## Information shown
+++
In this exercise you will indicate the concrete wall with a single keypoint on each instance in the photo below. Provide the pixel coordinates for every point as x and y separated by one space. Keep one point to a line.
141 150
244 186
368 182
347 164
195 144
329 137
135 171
+++
## Assigned task
In full, transcribe each entry of the material exactly.

## Output for this task
In this exercise you will indicate the concrete wall with a single keypoint on each instance in the photo below. Provide the pixel coordinates for every point as x and y separated by one space. Keep one point to a line.
141 150
244 186
368 182
347 164
195 144
329 137
135 171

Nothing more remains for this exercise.